● Page excerpt:
#####
Greater Greater Washington and the Washington Post both have the news that Metro is hoping to name former New Jersey Transit Executive Director Richard Sarles as interim head of the agency on Thursday. The Post reports that Metro Board Chairman Peter Benjamin confirms they do not currently have a contract with Sarles, but that he “is certainly a person we would like to appoint.”
Benjamin goes on to praise Sarles’s background, and calls him “solid on safety.” Sarles was appointed head of NJ Transit in 2007 after five years as Assistant Executive Director for Capital Programs and Planning there. He retired in January. Before working for NJ Transit, Sarles was at Amtrak where he led development of the Northeast Corridor High-Speed Rail program. He also has an engineering and project management background that spanned 20 years at the Port Authority.
Salres obviously has the chops to deal with the problems facing Metro. We aren’t privy to the interview process, and not living in the NY/NJ area, are not as familiar with his thinking on transit. Luckily, Sarles participates as a panel expert on the National Journal‘s transportation blog, commenting on many of the issues facing transportation planners. Read on for a little bit of insight.
#####
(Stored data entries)
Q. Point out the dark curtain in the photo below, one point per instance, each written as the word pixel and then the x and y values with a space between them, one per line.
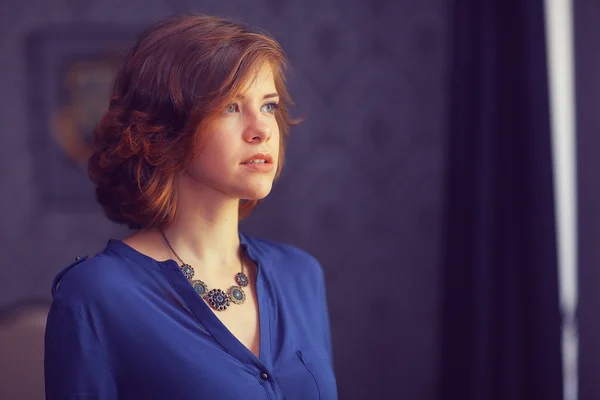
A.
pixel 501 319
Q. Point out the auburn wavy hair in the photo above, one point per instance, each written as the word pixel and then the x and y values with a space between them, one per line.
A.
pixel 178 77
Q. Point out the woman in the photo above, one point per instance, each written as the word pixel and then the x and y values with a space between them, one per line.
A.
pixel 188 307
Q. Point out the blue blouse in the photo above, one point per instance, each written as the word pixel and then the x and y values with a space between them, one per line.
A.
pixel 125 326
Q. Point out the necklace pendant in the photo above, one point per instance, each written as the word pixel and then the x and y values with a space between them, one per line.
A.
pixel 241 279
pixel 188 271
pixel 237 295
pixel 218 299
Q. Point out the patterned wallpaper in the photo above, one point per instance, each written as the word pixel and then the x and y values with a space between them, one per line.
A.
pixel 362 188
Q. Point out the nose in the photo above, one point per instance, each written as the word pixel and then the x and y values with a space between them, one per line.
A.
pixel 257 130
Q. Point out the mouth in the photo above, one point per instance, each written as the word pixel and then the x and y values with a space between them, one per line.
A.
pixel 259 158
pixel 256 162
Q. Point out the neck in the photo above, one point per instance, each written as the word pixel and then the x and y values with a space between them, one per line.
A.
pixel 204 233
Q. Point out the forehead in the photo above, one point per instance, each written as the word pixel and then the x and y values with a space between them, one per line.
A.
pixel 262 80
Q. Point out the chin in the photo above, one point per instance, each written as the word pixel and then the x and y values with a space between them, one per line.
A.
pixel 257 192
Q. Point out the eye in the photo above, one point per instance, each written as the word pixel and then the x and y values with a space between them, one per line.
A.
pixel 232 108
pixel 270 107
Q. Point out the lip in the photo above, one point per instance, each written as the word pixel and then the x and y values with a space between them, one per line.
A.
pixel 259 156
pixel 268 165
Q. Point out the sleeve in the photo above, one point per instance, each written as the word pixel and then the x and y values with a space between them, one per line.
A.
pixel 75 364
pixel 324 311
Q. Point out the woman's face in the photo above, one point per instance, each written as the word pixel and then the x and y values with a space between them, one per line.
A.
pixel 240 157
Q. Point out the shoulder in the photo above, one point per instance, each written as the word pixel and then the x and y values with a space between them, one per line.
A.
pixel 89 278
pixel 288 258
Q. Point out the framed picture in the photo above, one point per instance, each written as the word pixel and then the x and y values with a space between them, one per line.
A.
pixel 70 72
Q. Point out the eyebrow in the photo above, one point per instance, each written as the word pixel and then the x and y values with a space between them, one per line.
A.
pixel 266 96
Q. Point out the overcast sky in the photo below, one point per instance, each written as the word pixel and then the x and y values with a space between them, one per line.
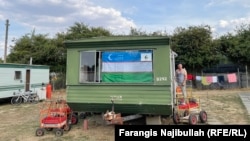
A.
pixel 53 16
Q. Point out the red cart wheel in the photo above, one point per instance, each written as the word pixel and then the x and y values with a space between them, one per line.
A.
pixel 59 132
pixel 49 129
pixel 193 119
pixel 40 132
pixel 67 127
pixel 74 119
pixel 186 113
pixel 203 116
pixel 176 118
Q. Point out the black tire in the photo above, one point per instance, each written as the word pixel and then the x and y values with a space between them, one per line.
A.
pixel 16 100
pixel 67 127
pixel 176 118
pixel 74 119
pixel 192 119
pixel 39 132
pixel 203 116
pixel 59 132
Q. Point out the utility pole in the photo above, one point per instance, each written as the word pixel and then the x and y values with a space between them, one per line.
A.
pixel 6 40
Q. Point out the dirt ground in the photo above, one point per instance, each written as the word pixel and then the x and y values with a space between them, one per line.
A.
#####
● Explore the material:
1 > List every organization that the article about Richard Sarles says he worked for.
2 > Pick up the article about Richard Sarles right after its final sentence and carry it forward.

● Outputs for the tasks:
1 > NJ Transit (New Jersey Transit), Amtrak, the Port Authority

2 >
Sarles is emphatic that safety has to be a top priority for any transit agency. He points out that at NJ Transit they first tried to keep the system in what’s called “state of good repair,” before considering core upgrades and other expansion. Keeping a system in a “state of good repair” forces an agency to get rid of out dated or dangerous equipment, and requires that an deferred maintenance be done before other work. If you’re a policy or transportation wonk, this document (PDF) might be interesting reading on “state of good repair.”
He also welcomes federal regulation of safety at transit agencies, and makes recommendations for the Federal Transit Agency to mirror the structure of regulation that the Federal Railroad Administration has over railroads. He does point out that transit agency also have local issues to deal with that must be taken into account, and that new regulations should come with federal dollars to help implement them.
Sarles would like to see more money coming from the federal government for big transit projects. “Being able to obtain operating funds from the Federal government,” he writes, “especially for new initiatives and services that are in the national interest, such as those addressing environmental and energy concerns, would go a long way to insuring the reach and frequency of transit services are improved.”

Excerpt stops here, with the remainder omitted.